- _WHAT YOU HAVE TO DO_:
The number of lines holding the string "balcony" is all that is wanted; count them in the records below.

=== RECORDS TO USE ===

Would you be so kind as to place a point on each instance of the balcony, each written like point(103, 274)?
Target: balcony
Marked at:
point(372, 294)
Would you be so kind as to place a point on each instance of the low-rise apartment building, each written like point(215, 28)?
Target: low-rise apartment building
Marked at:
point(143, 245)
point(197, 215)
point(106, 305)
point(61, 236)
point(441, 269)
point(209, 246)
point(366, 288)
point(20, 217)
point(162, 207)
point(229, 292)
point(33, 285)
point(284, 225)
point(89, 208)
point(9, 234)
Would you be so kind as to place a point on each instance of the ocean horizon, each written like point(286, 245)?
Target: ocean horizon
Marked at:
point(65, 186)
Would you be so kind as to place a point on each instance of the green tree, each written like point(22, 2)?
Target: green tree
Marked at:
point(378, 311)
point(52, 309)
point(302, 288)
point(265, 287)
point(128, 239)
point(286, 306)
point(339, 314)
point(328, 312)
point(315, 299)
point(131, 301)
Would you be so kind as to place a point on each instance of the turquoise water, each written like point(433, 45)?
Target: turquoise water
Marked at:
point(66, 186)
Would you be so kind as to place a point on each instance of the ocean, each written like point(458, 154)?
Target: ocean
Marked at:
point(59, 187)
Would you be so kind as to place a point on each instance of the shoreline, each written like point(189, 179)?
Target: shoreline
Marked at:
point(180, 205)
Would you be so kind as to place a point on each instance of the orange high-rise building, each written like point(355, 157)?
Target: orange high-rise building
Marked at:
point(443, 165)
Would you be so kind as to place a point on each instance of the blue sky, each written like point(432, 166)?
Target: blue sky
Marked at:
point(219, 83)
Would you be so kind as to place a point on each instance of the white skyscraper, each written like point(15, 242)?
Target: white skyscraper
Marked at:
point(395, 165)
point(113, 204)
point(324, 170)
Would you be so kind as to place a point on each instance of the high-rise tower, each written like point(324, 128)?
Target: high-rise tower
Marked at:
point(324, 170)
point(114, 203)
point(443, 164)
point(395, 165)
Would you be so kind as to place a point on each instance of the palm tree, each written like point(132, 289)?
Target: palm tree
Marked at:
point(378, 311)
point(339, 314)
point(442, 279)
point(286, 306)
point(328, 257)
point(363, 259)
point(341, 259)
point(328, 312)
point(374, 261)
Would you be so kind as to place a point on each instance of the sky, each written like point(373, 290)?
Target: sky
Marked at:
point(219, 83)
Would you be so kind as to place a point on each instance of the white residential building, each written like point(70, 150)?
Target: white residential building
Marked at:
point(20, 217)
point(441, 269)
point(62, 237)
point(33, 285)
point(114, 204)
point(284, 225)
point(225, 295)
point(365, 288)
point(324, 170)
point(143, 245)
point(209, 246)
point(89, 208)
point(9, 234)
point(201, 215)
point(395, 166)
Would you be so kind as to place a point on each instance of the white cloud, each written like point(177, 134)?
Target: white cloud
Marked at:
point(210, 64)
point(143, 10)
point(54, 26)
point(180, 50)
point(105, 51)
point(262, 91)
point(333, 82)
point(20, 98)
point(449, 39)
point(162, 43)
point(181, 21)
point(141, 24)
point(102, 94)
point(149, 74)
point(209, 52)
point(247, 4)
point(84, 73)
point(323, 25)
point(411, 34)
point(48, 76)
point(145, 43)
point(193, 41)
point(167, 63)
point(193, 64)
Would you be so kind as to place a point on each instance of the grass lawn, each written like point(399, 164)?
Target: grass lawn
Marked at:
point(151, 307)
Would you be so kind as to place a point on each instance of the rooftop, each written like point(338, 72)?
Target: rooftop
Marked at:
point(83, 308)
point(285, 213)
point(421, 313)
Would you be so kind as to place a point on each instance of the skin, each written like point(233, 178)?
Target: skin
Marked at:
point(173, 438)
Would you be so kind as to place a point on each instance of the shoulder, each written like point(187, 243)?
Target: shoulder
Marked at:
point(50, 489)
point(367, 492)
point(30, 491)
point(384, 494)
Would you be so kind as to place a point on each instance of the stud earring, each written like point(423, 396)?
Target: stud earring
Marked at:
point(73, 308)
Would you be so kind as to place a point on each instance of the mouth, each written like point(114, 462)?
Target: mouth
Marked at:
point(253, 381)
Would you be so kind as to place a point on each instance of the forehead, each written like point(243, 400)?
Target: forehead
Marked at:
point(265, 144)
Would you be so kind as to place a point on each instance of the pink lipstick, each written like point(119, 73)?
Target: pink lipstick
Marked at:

===

- _SOLUTION FOR THIS TASK_:
2